__Activity list__.
1 – Which model does the PoliwhiRL README give as the current focus?
2 – Please extend the PoliwhiRL README beyond its last sentence, carrying on under the Output Settings heading.

__Selected passage__.
PoliwhiRL README

Legal Disclaimer

This project is not affiliated with, endorsed, or sponsored by Nintendo, Game Freak, or The Pokémon Company. All Pokémon games and characters are trademarks of Nintendo, Game Freak, and The Pokémon Company. This project is intended for educational and research purposes only.

All usage of The Pokemon Company International's games is done with the understanding that software is legally obtained and that the user has the right to use it. This project does not provide any ROMs or copyrighted materials.

Overview

PoliwhiRL is a Reinforcement Learning library designed for sprite-based 2-D Pokémon games. It provides a framework for experimenting with different RL algorithms to interact with Pokémon games in an emulated environment. The current focus is on a Transformer-based DQN model.

Configuration

PoliwhiRL uses a modular configuration system that allows for easy customization of various parameters. The configuration is split into several JSON files, each focusing on a specific aspect of the system. Users can override these defaults by providing their own configuration files or using command-line arguments.

Core Settings

These settings define the basic parameters for the model and environment.

Variable	Description
model	The type of model to use (e.g., "PPO")
erase	Whether to erase previous data (true/false)
device	The device to run the model on (e.g., "mps", "cuda", "cpu")
scaling_factor	Factor to scale down the input images
use_grayscale	Whether to convert input images to grayscale
vision	Whether to use visual input or not
sequence_length	Number of sequential steps to consider
record	Whether to record the training process
verbose	Whether to print detailed logs
manual_control	Whether to allow manual control
load_checkpoint	Path to load a checkpoint from
load_checkpoint_num	Number of the checkpoint to load

ROM Settings

These settings specify the paths to the ROM and related files.

Variable	Description
rom_path	Path to the Pokemon ROM file
state_path	Path to the initial game state file
extra_files	List of additional files needed for the emulator

Reward Settings

These settings define the goals and rewards for the agent.

Variable	Description
location_goals	List of location-based goals for the agent
pokedex_goals	Goals related to the Pokedex completion
N_goals_target	Number of goals to target
break_on_goal	Whether to end the episode upon reaching a goal
punish_steps	Whether to apply a penalty for each step taken

PPO Settings

These settings are specific to the PPO (Proximal Policy Optimization) algorithm.

Variable	Description
ppo_gamma	Discount factor for future rewards
ppo_learning_rate	Learning rate for the PPO algorithm
ppo_epochs	Number of epochs to train on each batch of data
ppo_update_frequency	How often to update the policy
ppo_epsilon	Clipping parameter for PPO
ppo_value_loss_coef	Coefficient for the value function loss
ppo_entropy_coef	Coefficient for the entropy term
ppo_entropy_coef_decay	Decay rate for the entropy coefficient
ppo_entropy_coef_min	Minimum value for the entropy coefficient
ppo_extrinsic_reward_weight	Weight for extrinsic rewards
ppo_intrinsic_reward_weight	Weight for intrinsic rewards

Output Settings

These settings define where various outputs and checkpoints are saved.

__Data shown__.
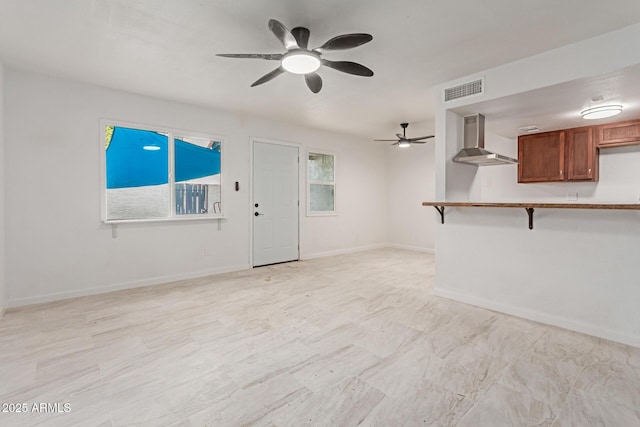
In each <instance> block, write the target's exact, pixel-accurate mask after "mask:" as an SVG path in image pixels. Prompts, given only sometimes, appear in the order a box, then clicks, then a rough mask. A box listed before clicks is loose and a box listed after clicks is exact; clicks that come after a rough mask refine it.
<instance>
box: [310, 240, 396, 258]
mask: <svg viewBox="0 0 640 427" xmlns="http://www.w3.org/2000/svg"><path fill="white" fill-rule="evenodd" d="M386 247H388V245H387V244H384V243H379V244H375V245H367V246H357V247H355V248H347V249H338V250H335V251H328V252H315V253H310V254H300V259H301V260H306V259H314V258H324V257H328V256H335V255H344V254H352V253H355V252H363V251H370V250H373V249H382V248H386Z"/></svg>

__Task-by-task results__.
1 – A Transformer-based DQN model.

2 –
Variable	Description
output_base_dir	Base directory for all output files
checkpoint	Directory to save model checkpoints
results_dir	Directory to save training results
db_path	Path to the database file
record_path	Directory to save recorded runs
explore_db_loc	Path to the exploration database
export_state_loc	Directory to export training states
continue_from_state_loc	Path to a state file to continue training from

ICM Settings

These settings are for the Intrinsic Curiosity Module (ICM).

Variable	Description
icm_learning_rate	Learning rate for the ICM
icm_loss_scale	Scaling factor for the ICM loss
icm_curiosity_weight	Weight for the curiosity-driven exploration

Episode Settings

These settings define parameters for each training episode.

Variable	Description
episode_length	Maximum length of each episode
use_curriculum	Whether to use curriculum learning
num_episodes	Total number of episodes to run
early_stopping_avg_length	Average length for early stopping
record_frequency	How often to record episodes
ignored_buttons	List of buttons to ignore in the action space

To use a custom configuration, you can either modify these JSON files directly or override specific settings using command-line arguments. For example:

python main.py --model PPO --device cuda --num_episodes 1000

This command would use the PPO model, run on a CUDA-enabled GPU, and train for 1000 episodes, overriding the default values in the configuration files.

Command-Line Usage

The main script main.py supports several modes of operation:

DQN Training: python main.py --model DQN
Memory Exploration: python main.py --model explore
Reward System Evaluation: python main.py --model evaluate

You can override any configuration parameter using command-line arguments. For example:

python main.py --model DQN --device cuda --num_episodes 1000

Models

DQN (Current Focus)

The current implementation uses a Transformer-based DQN model. This model is designed to capture long-term dependencies in the game state, which is crucial for playing Pokémon effectively. The model processes sequences of game states and uses self-attention mechanisms to identify important patterns over time.

Key features of the DQN model:

Transformer architecture for processing sequential data
Convolutional layers for processing visual input
Prioritized Experience Replay for efficient learning
Double DQN technique to reduce overestimation bias

Memory2Image

The project includes a Memory2Image folder containing models to convert RAM data to images when trained. This can be useful for visualizing the internal state of the game and potentially improving the model's understanding of the game state.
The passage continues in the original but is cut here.